→ **What to produce**
Rewrite all of the rows below, requests included. Shift each point by adding 38 to both its x and y coordinates in the answers, and leave the pictures out.

→ **Stored records**

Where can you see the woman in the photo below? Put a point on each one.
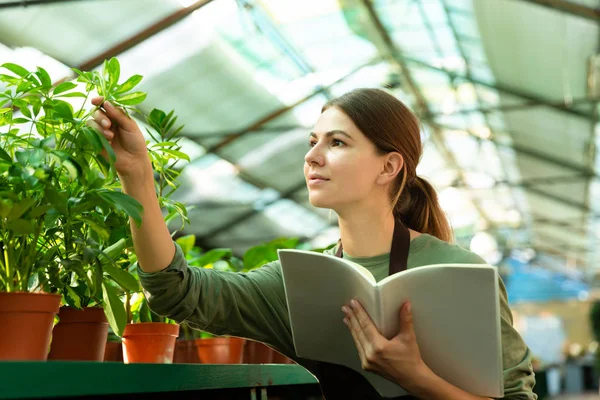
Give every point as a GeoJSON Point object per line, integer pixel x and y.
{"type": "Point", "coordinates": [361, 163]}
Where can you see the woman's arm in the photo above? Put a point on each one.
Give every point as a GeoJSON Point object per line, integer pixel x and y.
{"type": "Point", "coordinates": [152, 241]}
{"type": "Point", "coordinates": [399, 358]}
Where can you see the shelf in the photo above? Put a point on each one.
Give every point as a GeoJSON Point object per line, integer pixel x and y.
{"type": "Point", "coordinates": [74, 379]}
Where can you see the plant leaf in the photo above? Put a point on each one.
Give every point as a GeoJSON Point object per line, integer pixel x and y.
{"type": "Point", "coordinates": [114, 71]}
{"type": "Point", "coordinates": [212, 256]}
{"type": "Point", "coordinates": [129, 84]}
{"type": "Point", "coordinates": [5, 156]}
{"type": "Point", "coordinates": [44, 78]}
{"type": "Point", "coordinates": [114, 309]}
{"type": "Point", "coordinates": [186, 243]}
{"type": "Point", "coordinates": [123, 278]}
{"type": "Point", "coordinates": [123, 202]}
{"type": "Point", "coordinates": [17, 69]}
{"type": "Point", "coordinates": [20, 227]}
{"type": "Point", "coordinates": [63, 87]}
{"type": "Point", "coordinates": [132, 98]}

→ **Correct result**
Where can you see the woman in the photo below? Put a point on each one.
Give every point as a GeoJSON Point object per line, integer pixel x and y.
{"type": "Point", "coordinates": [399, 201]}
Where can you see the woman's arm in the photo above? Put a point on each one.
Give every point as a GeoJSON Point object per line, integer pixel x and y.
{"type": "Point", "coordinates": [190, 279]}
{"type": "Point", "coordinates": [437, 396]}
Where can you see the shelf in the photo above? Put a point on each one.
Give every point as a GeoJSON Point object per line, integer pixel x and y.
{"type": "Point", "coordinates": [112, 417]}
Where can you see the plant leaf in the photo above? Put a point on each one.
Give every point as a GeoJSON Point object per line, integer pixel x and y.
{"type": "Point", "coordinates": [152, 109]}
{"type": "Point", "coordinates": [250, 294]}
{"type": "Point", "coordinates": [167, 122]}
{"type": "Point", "coordinates": [43, 194]}
{"type": "Point", "coordinates": [82, 116]}
{"type": "Point", "coordinates": [152, 347]}
{"type": "Point", "coordinates": [224, 281]}
{"type": "Point", "coordinates": [161, 316]}
{"type": "Point", "coordinates": [161, 240]}
{"type": "Point", "coordinates": [55, 107]}
{"type": "Point", "coordinates": [58, 265]}
{"type": "Point", "coordinates": [101, 125]}
{"type": "Point", "coordinates": [170, 136]}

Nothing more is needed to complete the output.